Set down exactly the lines running from the line with "locate the dirt ground in the photo above" to the end of the listing below, both ends included.

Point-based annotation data
-*-*-

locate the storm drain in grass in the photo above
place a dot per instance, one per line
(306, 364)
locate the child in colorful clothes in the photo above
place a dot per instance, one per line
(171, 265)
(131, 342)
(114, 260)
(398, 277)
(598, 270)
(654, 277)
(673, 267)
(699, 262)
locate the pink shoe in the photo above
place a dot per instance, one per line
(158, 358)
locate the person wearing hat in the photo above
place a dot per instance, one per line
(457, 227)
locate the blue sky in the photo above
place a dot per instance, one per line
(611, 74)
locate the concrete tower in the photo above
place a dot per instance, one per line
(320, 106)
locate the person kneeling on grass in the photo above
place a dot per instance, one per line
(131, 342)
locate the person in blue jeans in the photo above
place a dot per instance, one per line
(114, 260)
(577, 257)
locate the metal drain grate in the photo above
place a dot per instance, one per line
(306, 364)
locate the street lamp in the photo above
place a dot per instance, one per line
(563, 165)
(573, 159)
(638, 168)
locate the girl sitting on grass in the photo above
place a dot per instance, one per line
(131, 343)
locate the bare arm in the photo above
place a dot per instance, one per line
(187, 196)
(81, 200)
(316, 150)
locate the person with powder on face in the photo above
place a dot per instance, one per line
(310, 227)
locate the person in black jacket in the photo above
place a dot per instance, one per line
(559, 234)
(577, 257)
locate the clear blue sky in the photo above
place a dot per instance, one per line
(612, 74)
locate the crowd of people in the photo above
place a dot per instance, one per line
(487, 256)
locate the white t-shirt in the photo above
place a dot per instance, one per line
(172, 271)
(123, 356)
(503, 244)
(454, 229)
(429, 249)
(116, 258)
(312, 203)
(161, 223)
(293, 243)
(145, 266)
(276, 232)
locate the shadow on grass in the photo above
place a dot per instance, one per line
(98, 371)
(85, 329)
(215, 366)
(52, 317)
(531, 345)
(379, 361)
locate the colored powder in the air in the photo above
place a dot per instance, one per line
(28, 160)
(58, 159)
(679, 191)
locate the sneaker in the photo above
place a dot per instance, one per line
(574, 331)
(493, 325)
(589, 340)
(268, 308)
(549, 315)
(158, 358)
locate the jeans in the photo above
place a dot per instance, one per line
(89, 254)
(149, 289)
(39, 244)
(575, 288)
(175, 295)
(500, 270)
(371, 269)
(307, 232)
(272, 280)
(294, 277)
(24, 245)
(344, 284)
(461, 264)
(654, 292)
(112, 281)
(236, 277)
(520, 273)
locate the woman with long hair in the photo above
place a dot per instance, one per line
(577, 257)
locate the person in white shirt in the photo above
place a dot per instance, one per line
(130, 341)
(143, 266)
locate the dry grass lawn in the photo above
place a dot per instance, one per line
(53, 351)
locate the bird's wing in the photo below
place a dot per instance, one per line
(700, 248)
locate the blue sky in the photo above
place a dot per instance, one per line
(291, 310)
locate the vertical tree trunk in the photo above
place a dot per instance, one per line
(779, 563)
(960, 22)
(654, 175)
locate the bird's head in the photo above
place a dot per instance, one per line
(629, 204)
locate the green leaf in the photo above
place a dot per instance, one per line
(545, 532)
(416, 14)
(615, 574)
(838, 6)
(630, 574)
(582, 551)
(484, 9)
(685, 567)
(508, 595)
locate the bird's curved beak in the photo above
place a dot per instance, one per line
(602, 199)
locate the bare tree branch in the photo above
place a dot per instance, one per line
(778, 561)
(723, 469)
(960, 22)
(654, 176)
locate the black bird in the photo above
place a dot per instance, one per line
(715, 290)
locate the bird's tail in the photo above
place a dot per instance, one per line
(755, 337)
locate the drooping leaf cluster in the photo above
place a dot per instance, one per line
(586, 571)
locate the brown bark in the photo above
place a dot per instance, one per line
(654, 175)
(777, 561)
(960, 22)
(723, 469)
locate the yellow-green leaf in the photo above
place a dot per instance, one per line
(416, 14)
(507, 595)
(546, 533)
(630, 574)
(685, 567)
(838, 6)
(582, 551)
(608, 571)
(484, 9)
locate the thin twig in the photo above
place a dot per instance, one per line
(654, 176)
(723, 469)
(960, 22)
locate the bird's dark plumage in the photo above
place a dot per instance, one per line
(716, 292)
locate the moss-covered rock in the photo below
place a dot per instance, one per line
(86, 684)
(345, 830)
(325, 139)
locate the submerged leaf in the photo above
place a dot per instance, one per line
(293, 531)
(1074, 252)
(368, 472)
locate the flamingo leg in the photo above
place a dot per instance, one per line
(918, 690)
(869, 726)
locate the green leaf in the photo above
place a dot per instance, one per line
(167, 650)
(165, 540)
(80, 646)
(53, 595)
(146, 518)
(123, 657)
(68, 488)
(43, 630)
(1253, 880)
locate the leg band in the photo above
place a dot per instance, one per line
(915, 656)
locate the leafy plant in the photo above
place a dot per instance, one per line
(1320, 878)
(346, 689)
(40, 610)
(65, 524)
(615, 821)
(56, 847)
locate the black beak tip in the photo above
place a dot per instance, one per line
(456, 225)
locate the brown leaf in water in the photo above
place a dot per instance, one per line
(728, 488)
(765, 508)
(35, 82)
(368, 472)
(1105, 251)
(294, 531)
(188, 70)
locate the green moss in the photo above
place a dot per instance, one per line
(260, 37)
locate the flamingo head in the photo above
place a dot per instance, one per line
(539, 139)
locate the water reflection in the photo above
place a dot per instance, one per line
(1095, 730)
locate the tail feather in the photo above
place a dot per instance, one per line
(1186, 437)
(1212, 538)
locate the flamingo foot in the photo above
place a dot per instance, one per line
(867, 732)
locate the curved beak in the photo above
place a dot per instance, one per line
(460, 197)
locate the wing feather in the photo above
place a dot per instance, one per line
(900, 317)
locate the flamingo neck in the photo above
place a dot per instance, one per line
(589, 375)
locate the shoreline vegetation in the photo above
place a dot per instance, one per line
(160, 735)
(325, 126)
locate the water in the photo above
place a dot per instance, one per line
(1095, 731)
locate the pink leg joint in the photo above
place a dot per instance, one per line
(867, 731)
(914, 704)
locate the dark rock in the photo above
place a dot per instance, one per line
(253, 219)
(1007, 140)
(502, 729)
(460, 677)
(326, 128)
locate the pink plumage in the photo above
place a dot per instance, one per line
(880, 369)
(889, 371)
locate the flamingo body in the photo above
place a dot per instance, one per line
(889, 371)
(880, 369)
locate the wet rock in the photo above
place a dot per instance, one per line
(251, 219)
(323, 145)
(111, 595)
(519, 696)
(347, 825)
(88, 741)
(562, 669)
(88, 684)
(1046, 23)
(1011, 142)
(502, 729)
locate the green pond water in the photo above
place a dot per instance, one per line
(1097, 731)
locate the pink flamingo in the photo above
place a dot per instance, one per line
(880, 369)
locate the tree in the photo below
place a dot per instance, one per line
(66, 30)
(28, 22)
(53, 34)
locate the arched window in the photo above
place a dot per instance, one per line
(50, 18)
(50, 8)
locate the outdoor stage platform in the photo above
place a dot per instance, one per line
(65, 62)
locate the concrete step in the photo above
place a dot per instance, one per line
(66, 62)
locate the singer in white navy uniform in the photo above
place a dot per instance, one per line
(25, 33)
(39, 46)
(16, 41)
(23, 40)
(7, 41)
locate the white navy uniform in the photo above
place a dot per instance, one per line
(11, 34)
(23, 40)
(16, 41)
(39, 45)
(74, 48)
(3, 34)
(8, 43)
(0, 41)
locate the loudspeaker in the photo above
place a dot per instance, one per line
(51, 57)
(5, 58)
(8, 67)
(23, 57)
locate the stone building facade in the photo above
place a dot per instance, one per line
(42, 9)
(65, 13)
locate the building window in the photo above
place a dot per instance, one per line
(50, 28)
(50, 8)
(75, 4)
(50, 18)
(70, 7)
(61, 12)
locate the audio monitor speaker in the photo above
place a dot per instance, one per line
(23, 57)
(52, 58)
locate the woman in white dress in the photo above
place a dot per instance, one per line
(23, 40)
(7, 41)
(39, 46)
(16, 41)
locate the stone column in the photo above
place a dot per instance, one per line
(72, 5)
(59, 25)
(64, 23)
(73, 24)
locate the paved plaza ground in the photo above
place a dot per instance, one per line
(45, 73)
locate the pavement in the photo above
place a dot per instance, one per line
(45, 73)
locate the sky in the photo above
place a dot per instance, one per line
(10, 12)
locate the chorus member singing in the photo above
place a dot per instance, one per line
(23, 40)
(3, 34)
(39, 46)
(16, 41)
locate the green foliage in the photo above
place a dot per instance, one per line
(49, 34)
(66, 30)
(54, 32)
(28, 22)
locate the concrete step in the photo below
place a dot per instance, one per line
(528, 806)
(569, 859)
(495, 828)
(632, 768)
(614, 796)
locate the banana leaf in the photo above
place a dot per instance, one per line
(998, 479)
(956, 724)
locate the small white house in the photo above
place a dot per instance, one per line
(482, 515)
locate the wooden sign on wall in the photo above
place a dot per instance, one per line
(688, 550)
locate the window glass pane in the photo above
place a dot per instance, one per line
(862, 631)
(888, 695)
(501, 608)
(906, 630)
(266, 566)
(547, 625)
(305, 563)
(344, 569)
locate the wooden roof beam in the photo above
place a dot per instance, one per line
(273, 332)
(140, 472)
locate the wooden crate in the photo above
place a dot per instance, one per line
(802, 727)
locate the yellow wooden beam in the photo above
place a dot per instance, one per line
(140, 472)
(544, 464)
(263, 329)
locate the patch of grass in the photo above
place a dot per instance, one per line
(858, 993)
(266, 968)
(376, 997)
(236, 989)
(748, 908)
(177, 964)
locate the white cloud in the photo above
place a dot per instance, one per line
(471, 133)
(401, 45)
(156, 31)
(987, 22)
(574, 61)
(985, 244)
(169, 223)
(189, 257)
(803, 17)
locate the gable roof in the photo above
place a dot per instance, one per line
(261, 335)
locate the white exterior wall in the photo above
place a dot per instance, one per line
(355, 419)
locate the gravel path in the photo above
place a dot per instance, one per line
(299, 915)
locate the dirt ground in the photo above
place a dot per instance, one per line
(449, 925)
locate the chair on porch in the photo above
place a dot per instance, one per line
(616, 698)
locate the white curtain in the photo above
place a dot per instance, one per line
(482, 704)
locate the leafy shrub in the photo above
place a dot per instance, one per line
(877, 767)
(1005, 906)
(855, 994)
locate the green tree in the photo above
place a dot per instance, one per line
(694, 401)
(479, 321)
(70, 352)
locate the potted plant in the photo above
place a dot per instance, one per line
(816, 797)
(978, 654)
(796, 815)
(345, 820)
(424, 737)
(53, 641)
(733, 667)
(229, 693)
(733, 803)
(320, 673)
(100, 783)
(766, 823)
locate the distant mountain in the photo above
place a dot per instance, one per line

-*-*-

> _Task response_:
locate the dirt ground in the photo above
place a dot per instance, one per line
(449, 925)
locate the chair on porch in the photo above
place a dot per instance, one per line
(616, 698)
locate the white curtain in the photo above
place a dot per instance, one per line
(482, 704)
locate the leafy shrub in the photo above
place a dot per instance, one per line
(877, 767)
(1005, 906)
(855, 994)
locate the green tree in the photo above
place a dot per instance, one per line
(694, 401)
(479, 321)
(70, 352)
locate the potted plant in the photo above
place a dot per instance, one per line
(816, 797)
(978, 654)
(796, 815)
(345, 820)
(424, 737)
(53, 641)
(733, 667)
(229, 693)
(733, 803)
(320, 673)
(100, 783)
(766, 823)
locate the distant mountain in the photo above
place a dot per instance, one per line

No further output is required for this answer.